━━━━━ Records shown

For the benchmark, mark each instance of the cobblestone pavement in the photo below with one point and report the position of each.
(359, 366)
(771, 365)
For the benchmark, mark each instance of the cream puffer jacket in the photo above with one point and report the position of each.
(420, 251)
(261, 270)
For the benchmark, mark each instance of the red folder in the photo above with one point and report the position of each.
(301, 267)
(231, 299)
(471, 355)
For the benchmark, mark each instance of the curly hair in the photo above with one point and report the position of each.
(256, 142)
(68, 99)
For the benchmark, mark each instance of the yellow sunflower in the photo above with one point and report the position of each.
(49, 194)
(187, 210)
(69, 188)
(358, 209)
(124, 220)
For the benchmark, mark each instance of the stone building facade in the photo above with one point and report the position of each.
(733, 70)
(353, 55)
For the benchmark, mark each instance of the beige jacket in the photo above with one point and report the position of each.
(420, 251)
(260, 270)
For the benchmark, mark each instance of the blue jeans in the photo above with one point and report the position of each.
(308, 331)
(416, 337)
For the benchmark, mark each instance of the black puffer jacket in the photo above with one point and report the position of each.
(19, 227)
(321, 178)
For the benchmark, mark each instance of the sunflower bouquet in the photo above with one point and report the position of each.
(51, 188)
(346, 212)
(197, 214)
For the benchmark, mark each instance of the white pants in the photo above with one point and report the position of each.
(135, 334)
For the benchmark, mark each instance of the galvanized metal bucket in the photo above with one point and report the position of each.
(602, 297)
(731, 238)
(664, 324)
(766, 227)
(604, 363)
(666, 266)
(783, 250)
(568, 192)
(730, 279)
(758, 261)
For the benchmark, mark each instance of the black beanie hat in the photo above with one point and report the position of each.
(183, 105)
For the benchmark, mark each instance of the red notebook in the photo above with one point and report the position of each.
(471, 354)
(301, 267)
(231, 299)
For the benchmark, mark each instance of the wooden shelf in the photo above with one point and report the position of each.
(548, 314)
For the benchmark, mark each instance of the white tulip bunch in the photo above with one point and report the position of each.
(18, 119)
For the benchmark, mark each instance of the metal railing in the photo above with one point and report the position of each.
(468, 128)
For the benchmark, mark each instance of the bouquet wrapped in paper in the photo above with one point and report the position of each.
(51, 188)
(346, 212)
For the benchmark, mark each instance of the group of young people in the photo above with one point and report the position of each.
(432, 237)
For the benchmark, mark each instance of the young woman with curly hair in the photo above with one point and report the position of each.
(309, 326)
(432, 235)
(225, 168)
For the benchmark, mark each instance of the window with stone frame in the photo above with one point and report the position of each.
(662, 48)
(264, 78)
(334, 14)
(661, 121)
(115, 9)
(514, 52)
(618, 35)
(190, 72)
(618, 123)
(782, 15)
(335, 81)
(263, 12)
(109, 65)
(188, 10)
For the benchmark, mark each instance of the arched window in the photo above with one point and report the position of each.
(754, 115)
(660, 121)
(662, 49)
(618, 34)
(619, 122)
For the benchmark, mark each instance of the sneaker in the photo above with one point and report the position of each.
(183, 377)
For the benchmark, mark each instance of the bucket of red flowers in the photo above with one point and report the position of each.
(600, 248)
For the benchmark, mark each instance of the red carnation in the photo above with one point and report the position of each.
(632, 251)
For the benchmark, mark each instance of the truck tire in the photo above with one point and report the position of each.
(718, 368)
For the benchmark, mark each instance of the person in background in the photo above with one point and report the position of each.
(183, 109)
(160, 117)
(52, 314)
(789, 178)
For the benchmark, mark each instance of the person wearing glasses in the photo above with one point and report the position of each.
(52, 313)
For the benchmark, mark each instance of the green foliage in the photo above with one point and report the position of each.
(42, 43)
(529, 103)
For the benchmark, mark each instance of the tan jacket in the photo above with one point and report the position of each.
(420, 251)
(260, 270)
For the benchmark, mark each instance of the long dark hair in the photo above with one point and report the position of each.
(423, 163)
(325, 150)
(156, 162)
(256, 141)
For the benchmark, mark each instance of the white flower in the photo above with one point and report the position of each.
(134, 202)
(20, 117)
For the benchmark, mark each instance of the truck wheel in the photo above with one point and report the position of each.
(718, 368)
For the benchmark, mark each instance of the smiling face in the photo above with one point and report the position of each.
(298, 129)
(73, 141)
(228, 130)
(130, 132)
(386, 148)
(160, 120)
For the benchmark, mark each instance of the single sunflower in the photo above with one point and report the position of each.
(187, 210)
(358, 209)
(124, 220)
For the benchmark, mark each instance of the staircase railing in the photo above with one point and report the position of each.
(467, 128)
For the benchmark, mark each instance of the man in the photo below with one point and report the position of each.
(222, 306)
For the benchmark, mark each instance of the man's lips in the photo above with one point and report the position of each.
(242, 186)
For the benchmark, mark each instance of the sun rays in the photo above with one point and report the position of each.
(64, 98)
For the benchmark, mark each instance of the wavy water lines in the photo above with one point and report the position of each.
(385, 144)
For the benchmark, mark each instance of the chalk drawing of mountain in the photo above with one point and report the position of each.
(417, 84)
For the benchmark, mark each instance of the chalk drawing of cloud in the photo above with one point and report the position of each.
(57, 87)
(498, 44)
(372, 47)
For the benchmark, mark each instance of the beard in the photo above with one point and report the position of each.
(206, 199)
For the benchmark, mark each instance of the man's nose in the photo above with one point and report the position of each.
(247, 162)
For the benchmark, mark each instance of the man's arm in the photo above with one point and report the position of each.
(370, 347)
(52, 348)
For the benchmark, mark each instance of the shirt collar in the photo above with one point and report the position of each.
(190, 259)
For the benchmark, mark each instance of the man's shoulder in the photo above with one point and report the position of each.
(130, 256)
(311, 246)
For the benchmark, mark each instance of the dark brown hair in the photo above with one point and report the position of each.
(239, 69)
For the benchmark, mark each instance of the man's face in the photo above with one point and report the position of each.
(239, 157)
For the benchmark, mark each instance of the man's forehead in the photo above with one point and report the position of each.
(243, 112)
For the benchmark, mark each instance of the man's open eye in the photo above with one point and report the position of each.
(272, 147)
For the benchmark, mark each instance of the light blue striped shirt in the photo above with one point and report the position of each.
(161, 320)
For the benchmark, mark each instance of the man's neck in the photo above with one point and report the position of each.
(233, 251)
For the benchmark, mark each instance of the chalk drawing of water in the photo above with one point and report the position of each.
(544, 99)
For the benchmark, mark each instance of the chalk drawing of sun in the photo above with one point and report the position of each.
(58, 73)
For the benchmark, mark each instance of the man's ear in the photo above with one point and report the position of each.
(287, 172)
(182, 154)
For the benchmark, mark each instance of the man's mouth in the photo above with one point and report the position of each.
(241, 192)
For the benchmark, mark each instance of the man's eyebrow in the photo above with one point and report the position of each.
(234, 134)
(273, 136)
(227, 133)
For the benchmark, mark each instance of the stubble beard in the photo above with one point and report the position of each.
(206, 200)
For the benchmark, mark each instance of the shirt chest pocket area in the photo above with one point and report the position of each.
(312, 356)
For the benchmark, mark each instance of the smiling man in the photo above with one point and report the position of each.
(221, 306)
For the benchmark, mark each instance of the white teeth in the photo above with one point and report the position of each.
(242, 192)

━━━━━━━━━━

Reproduce each line of the material above precisely.

For the benchmark, mark each instance of the cobblestone pavement in the photo below with one point and report the position of each.
(359, 366)
(771, 365)
For the benchmark, mark each instance of the cream puffer jacket in the photo above with one point and report the position of each.
(420, 251)
(261, 270)
For the benchmark, mark each instance of the red folder in the photo above with one point and report the position of each.
(301, 267)
(231, 299)
(471, 355)
For the benchmark, mark each instance of the curly hair in the photo above with one point and report the position of each.
(256, 142)
(68, 99)
For the benchmark, mark each instance of the yellow sunflower in the photo above with one point and report the position of each.
(49, 194)
(187, 210)
(69, 188)
(358, 209)
(124, 220)
For the benchmark, mark each instance of the stone building facade in the photo above with one point and report the position of each.
(733, 70)
(353, 55)
For the benchmark, mark each instance of the beige jacket in the photo above with one point and report the position of each.
(420, 251)
(260, 270)
For the benchmark, mark each instance of the blue jeans in the photo above with one point and report the position of each.
(308, 331)
(416, 337)
For the benchmark, mark each instance of the black puffer jacket in the photo above with one point and report the position of each.
(19, 227)
(321, 178)
For the benchmark, mark each instance of the sunflower bouquet in the photo above with one point and report the position of each.
(51, 188)
(346, 212)
(197, 214)
For the benchmark, mark each instance of the white pants in the photo above with one point and report the position of each.
(135, 334)
For the benchmark, mark each instance of the galvanized metal bucket in the photo above with one point and report the position of each.
(602, 297)
(731, 238)
(664, 324)
(766, 227)
(604, 363)
(666, 266)
(783, 250)
(568, 192)
(730, 279)
(758, 261)
For the benchmark, mark each instance of the black beanie hat in the photo above with one point and report the position of each.
(183, 105)
For the benchmark, mark each instance of the red notebook in the photo above with one point and report the position of each.
(471, 354)
(301, 267)
(231, 299)
For the benchmark, mark each instance of the wooden shelf in the photo above with one point and report the position of each.
(548, 314)
For the benchmark, mark each instance of the white tulip bunch in the photo above with one point and report the position of each.
(18, 119)
For the benchmark, mark each instance of the metal railing in the photo above with one point and report the position of each.
(468, 128)
For the benchmark, mark each instance of the bouquet wrapped in paper in the photo above with one point and report the position of each.
(51, 188)
(346, 212)
For the benchmark, mark each instance of the group of young people in the photo above with one point and report the position of each.
(432, 237)
For the benchmark, mark each instance of the young woman with curly hair in the photo above with one point and report the position of each.
(309, 326)
(432, 235)
(225, 168)
For the benchmark, mark each instance of the window with stone frame in the photo above with one point and report the position of each.
(662, 48)
(264, 78)
(334, 14)
(661, 121)
(115, 9)
(514, 52)
(618, 35)
(190, 72)
(618, 123)
(782, 15)
(335, 81)
(263, 12)
(109, 65)
(188, 10)
For the benchmark, mark each instance of the arched window in the photo above with one point and report the position of each.
(754, 115)
(660, 121)
(662, 49)
(618, 34)
(619, 122)
For the benchmark, mark each instance of the sneaker in the photo above with one point and report the position of each.
(183, 377)
For the benchmark, mark each instance of the bucket of red flowers in the photo above with one point and report the position of each.
(600, 248)
For the benchmark, mark each instance of the red carnation in the photo above with one point and report the position of each.
(632, 251)
For the benchmark, mark each instance of the truck tire in the photo above with one point and report the position of each.
(718, 368)
For the benchmark, mark each instance of the person in background in the photo above with one point and report the position of each.
(183, 109)
(160, 117)
(52, 314)
(789, 178)
For the benchmark, mark each instance of the person wearing glasses in the photo above with one point and report the position of each.
(52, 313)
For the benchmark, mark each instance of the green foliage in the photo above with one point and report the position of each.
(42, 43)
(529, 103)
For the benchmark, mark each instance of the tan jacket in the photo above with one point and report the position of each.
(420, 251)
(260, 270)
For the benchmark, mark each instance of the long dark hair in the photo above with one point and report the position of each.
(423, 163)
(325, 150)
(156, 162)
(256, 141)
For the benchmark, mark each instance of the white flower in the photo above with one point and report the position of each.
(134, 202)
(20, 117)
For the benchmark, mark each instance of the truck wheel in the photo above with one point and report the position of each.
(718, 368)
For the benchmark, mark each instance of the smiling face in the photo above with one point and report the position of each.
(298, 129)
(73, 141)
(228, 130)
(130, 132)
(386, 148)
(160, 120)
For the benchmark, mark each instance of the single sunflower in the photo above with one point and report the position of each.
(187, 210)
(358, 209)
(124, 220)
For the benchmark, mark each instance of the staircase railing in the photo above with one point and report the position of each.
(467, 128)
For the benchmark, mark each instance of the man in the photo below with one point and report the position of each.
(222, 306)
For the benchmark, mark each instance of the man's lips in the photo above with one point and report the position of each.
(242, 186)
For the benchmark, mark each instance of the sun rays in the photo above with one point and report the position of each.
(64, 98)
For the benchmark, mark each instance of the wavy water lines in the photo above with one point and report the position of each.
(385, 144)
For the benchmark, mark each instance of the chalk drawing of mountain in the photo above with one point and report the position of each.
(417, 84)
For the benchmark, mark each instance of the chalk drawing of cloud in the photo above with one point and report the position of each.
(57, 87)
(498, 44)
(372, 47)
For the benchmark, mark each instance of the beard in the photo above with one point and report the position of each.
(206, 199)
For the benchmark, mark each instance of the man's nose in the photo above with one point and report the position of each.
(247, 162)
For the benchmark, mark each instance of the man's arm in the photo above with one point and report the position of each.
(370, 347)
(52, 348)
For the benchmark, mark each instance of the shirt collar in the photo above with one point and report the position of each.
(190, 259)
For the benchmark, mark each instance of the man's shoulder in the photo above with one point and report the position of each.
(130, 256)
(311, 246)
For the benchmark, mark each instance of the dark brown hair in the photo above with one point and report the position of each.
(239, 69)
For the benchmark, mark each instance of the man's face in the photo above with one point and report the position of each.
(239, 157)
For the benchmark, mark each instance of the man's forehead in the photo above with one point and report the position of each.
(243, 112)
For the benchmark, mark each instance of the man's open eye in the photo above with one point and report the position of each.
(272, 147)
For the benchmark, mark each instance of the light blue striped shirt in the photo above with one point and report the position of each.
(161, 320)
For the benchmark, mark each instance of the man's neck in the photo above with one point and report the position of each.
(233, 251)
For the benchmark, mark each instance of the chalk drawing of water in the photo above with one point and report the position of each.
(544, 99)
For the benchmark, mark each instance of the chalk drawing of sun in the photo above with one point and report the position of each.
(58, 73)
For the benchmark, mark each instance of the man's ear in the photo above with one point and report the position of each.
(287, 172)
(182, 154)
For the benchmark, mark each instance of the man's mouth in the photo above with one point and report the position of each.
(241, 192)
For the benchmark, mark each instance of the man's eyebrow in the photo above with one point and report the position of each.
(234, 134)
(273, 136)
(227, 133)
For the benchmark, mark each instance of the stubble beard in the photo above with one point and report the position of each.
(206, 200)
For the benchmark, mark each instance of the shirt chest pocket area in the photo above with one point and report the position of each.
(312, 356)
For the benchmark, mark each instance of the smiling man in the photo above with one point and report the position of each.
(221, 306)
For the benchmark, mark each instance of the white teeth in the photo above with one point and report the position of each.
(242, 192)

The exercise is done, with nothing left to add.